> PROVIDED PASSAGE
──────────────────────────────
Tue Aug 11 02:47:40 UTC 2015

On 11/08/2015 11:10 a.m., Alex Rousskov wrote:
> On 08/10/2015 02:13 PM, Kinkie wrote:
>> I'm going over HttpHeader to see if there's any possible improvements to
>> be obtained by dragging it (kicking and screaming, from the look of it)
>> into the 10's.
>>
>> Here's a list of weirdnesses I'm coming to find, hopefully someone has
>> any idea of WHY they are like this, or if they can be safely be removed:
>>
>> - HttpHeader::insertTime makes no sense. It's O(N) and it's always used
>> in two patterns: delById(HDR); insertTime(HDR) and if (!has(HDR)
>> insertTime(HDR)).
> 
> 
> Henrik may know why he went the extra mile to insert header Date at the
> beginning of the message as opposed to just appending it at the end
> (trunk r7037).
> 

IIRC its a HTTP/1.0 performance optimization.

Locating Host quickly avoids work in the inefficient getHost() pre-parse
function which is now Http::One::Parser::getHeaderField().

Locating Date header at the top avoids a similar scan to determine
cacheability and validity of received replies. AFAIK that is not a
useful now that HTTP/1.1 involve other headers than Date.

> If I have to guess, I would say that it might be related to the RFC 2616
> recommendation to order headers a certain way:
> 
>> it is "good practice" to send
>> general-header fields first, followed by request-header or response-
>> header fields, and ending with the entity-header fields.
──────────────────────────────
> SHORT PROBLEM A
Could you edit the mailing-list thread from "Tue Aug 11 02:47:40" up to and including "look of it)", putting "HttpReply" in place of "HttpHeader"?

(Dataset records)
──────────────────────────────
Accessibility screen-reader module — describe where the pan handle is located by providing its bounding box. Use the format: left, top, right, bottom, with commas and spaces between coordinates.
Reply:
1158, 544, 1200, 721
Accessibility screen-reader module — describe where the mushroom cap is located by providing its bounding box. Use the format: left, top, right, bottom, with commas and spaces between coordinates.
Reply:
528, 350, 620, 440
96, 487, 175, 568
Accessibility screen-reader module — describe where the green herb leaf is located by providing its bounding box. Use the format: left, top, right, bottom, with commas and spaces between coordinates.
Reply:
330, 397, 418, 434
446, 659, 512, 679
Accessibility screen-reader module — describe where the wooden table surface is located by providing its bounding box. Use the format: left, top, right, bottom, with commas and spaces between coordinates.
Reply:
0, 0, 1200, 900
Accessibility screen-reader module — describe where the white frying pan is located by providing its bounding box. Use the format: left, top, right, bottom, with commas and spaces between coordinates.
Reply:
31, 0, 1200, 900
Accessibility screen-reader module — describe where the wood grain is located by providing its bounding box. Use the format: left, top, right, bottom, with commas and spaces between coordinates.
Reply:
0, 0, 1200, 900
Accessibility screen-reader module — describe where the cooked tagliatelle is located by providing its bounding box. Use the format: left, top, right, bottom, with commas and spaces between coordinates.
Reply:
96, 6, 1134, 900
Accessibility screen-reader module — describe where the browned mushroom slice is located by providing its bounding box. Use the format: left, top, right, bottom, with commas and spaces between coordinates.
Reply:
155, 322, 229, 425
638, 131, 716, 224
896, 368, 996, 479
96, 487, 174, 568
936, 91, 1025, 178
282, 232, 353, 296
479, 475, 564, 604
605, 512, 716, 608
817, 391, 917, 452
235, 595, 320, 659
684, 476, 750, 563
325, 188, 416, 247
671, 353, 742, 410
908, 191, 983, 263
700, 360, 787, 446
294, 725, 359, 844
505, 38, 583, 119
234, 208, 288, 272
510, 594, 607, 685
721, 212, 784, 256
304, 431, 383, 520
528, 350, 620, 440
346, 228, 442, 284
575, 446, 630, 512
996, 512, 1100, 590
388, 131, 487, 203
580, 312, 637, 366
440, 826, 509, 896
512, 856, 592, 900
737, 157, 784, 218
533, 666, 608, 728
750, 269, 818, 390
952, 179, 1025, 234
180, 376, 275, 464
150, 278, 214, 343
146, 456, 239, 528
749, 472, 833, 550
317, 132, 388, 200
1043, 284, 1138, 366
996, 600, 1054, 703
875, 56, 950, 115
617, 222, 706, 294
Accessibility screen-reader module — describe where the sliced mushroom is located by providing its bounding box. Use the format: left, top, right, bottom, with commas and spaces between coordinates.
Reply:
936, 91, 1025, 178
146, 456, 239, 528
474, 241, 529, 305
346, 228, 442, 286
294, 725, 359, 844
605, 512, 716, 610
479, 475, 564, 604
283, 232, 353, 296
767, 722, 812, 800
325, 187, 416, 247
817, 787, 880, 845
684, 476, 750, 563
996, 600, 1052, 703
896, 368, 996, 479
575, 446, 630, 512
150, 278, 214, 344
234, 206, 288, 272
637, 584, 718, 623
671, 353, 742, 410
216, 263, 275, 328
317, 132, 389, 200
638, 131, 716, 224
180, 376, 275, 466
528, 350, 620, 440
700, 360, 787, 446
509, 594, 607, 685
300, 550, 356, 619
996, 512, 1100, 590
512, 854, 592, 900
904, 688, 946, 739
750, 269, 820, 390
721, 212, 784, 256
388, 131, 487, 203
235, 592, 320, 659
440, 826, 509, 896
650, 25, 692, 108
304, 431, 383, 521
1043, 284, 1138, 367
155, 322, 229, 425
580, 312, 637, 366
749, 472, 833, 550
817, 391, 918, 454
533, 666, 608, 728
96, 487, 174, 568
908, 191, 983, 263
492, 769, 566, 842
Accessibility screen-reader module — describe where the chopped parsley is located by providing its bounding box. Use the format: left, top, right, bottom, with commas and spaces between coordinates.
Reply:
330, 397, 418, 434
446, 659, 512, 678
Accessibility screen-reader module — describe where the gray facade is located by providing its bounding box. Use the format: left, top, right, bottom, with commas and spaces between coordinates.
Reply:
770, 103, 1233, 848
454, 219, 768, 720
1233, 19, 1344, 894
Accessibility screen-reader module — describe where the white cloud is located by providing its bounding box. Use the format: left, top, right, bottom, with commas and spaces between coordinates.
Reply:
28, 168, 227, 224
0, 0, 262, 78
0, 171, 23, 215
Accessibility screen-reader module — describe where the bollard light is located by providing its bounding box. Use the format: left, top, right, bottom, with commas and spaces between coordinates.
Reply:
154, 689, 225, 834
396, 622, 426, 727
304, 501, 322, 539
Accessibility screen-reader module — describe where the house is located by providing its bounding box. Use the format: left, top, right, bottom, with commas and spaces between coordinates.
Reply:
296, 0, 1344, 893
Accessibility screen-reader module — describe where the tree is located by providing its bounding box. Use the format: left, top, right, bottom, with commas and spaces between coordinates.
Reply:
──────────────────────────────
> SHORT PROBLEM B
Could you write out the entries, requests included, from the start of the entries up to and including the line with "96, 487, 175, 568", multiplying every bounding-box coordinate in the answers by 1.9 and rounding to whole numbers, with halves rounded up? Give only those lines.

> RESULT A
Tue Aug 11 02:47:40 UTC 2015

On 11/08/2015 11:10 a.m., Alex Rousskov wrote:
> On 08/10/2015 02:13 PM, Kinkie wrote:
>> I'm going over HttpReply to see if there's any possible improvements to
>> be obtained by dragging it (kicking and screaming, from the look of it)

> RESULT B
Accessibility screen-reader module — describe where the pan handle is located by providing its bounding box. Use the format: left, top, right, bottom, with commas and spaces between coordinates.
Reply:
2200, 1034, 2280, 1370
Accessibility screen-reader module — describe where the mushroom cap is located by providing its bounding box. Use the format: left, top, right, bottom, with commas and spaces between coordinates.
Reply:
1003, 665, 1178, 836
182, 925, 333, 1079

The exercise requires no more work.